Reproduce the records. Keep every word exact and include no images.

• **Records for the exercise**
------------------------------------------------

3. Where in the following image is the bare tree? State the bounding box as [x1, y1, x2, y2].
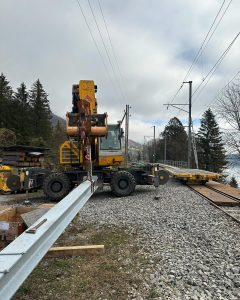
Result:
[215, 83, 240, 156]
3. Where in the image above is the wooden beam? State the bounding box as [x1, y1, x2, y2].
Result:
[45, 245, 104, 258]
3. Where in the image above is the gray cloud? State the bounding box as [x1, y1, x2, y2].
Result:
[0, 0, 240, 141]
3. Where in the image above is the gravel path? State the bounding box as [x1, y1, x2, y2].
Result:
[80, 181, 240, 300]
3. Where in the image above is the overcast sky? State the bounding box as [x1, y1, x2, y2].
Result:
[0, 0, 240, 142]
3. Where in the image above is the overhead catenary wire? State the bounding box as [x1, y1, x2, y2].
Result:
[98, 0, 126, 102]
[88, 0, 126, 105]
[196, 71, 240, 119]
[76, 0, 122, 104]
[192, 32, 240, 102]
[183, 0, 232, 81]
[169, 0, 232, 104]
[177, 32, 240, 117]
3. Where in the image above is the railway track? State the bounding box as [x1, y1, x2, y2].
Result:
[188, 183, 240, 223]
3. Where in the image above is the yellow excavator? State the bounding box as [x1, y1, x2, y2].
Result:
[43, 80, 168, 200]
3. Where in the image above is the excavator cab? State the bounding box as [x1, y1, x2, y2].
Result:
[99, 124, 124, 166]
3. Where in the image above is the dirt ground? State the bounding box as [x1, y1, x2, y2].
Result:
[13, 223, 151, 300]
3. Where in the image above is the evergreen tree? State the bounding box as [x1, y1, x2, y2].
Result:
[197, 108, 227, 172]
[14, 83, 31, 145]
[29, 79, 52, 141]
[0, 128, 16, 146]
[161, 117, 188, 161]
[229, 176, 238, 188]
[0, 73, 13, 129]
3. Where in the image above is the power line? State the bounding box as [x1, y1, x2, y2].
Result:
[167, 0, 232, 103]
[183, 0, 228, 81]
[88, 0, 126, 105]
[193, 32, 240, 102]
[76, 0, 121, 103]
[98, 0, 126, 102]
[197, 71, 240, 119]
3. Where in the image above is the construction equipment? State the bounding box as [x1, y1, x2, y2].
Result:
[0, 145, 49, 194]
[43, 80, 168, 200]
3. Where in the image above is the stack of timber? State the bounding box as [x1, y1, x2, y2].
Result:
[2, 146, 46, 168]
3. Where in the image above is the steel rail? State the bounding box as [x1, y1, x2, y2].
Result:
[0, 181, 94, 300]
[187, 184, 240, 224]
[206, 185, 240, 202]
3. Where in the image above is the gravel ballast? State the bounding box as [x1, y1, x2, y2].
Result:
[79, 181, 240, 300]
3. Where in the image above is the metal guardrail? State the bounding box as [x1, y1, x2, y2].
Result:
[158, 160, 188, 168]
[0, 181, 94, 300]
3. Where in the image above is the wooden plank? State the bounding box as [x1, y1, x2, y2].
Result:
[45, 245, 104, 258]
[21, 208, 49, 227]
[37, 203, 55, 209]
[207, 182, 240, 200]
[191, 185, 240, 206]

------------------------------------------------

• **Answer below**
3. Where in the following image is the bare tree? State the bounding box as [x1, y1, x2, y2].
Result:
[215, 83, 240, 156]
3. Where in the image above is the wooden beam? State the bounding box as [x1, y1, x2, y2].
Result:
[45, 245, 104, 258]
3. Where in the image above is the gray cloud? State the bounding box as [x1, y1, x2, y2].
Result:
[0, 0, 240, 141]
3. Where in the image above is the gravel path? State the bounding box as [x1, y1, x2, y2].
Result:
[80, 181, 240, 300]
3. Where in the image above is the overcast sky? State the bounding box as [x1, y1, x2, y2].
Result:
[0, 0, 240, 142]
3. Where in the image above is the overhead catenary wire? State the bounding box as [x1, y1, x2, y2].
Result:
[98, 0, 126, 102]
[88, 0, 126, 105]
[196, 71, 240, 119]
[76, 0, 122, 104]
[192, 32, 240, 102]
[183, 0, 232, 81]
[169, 0, 232, 104]
[177, 32, 240, 117]
3. Where in the image above is the railway track? State the bounding box as [x1, y1, x2, y2].
Result:
[188, 183, 240, 223]
3. Where in the image above is the yellow excavator? State the bounding box as [x1, y1, x2, y2].
Result:
[43, 80, 168, 200]
3. Where in the image above is the excavator cab? State the bounding box as [x1, y1, x2, y2].
Result:
[99, 124, 124, 166]
3. Where in the image above is the dirt ground? State the bounding box as [x1, y1, x2, y2].
Result:
[13, 223, 151, 300]
3. Where in the image above is the evergreen tree? State the bounding box as [x1, y1, x2, y2].
Result:
[197, 108, 227, 172]
[14, 83, 31, 145]
[29, 79, 52, 141]
[0, 128, 16, 146]
[161, 117, 188, 161]
[229, 176, 238, 188]
[0, 73, 13, 129]
3. Where in the image above is the power line? State the bounding box as [x1, y1, x2, y2].
Result:
[167, 0, 232, 103]
[183, 0, 228, 81]
[88, 0, 126, 105]
[193, 32, 240, 102]
[76, 0, 121, 103]
[98, 0, 126, 102]
[197, 71, 240, 119]
3. Where in the image above is the construction equipment? State the bounding box as [x1, y1, x2, y2].
Result:
[0, 145, 49, 194]
[43, 80, 168, 200]
3. Where in the image above is the stack of timber? State the bounding box as [x1, y1, x2, y2].
Result:
[2, 146, 46, 168]
3. Where in the image above is the steel rail? State the bounding box as [x1, y1, x2, y2].
Result:
[0, 181, 94, 300]
[187, 184, 240, 224]
[206, 185, 240, 202]
3. Where in the image above is the gravel ballast? State the bounding box as [x1, y1, x2, y2].
Result:
[79, 181, 240, 300]
3. Where in the image above is the metal guardrail? State the bounding box as [x1, y1, x2, y2].
Result:
[158, 160, 188, 168]
[0, 181, 94, 300]
3. Where in the image above is the wooden plank? State the bounding box as [x1, y1, x2, y2].
Result:
[45, 245, 104, 258]
[21, 208, 49, 227]
[37, 203, 55, 209]
[207, 182, 240, 200]
[191, 185, 240, 206]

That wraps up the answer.